Written problem:
Locate each line below that contains the string "horizontal" and copy it out in full; case counts.

Provided records:
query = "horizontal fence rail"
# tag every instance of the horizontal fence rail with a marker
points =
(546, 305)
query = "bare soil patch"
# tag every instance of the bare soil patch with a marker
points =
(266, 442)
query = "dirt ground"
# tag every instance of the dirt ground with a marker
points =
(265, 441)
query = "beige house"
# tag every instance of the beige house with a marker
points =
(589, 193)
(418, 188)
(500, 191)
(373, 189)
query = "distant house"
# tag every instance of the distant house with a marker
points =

--

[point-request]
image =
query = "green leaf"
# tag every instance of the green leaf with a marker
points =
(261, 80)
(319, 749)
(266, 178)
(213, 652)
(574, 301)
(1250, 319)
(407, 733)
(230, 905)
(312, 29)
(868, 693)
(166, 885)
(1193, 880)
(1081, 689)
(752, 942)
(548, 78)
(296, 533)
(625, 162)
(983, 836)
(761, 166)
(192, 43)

--

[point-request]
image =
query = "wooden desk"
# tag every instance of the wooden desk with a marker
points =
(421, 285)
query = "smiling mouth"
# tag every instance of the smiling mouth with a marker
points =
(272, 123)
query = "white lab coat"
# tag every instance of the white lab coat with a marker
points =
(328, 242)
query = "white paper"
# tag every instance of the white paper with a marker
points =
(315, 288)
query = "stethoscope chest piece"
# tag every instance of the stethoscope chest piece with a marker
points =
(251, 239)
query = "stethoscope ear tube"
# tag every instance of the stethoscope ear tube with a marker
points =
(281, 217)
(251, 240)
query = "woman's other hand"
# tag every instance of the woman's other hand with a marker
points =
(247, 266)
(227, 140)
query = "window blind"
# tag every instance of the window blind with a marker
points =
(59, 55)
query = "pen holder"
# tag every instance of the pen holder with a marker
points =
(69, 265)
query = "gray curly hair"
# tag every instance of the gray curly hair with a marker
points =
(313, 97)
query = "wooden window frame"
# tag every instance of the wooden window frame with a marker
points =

Final result:
query = "horizontal fence rail"
# tag every instance of the horizontal fence rail with a marker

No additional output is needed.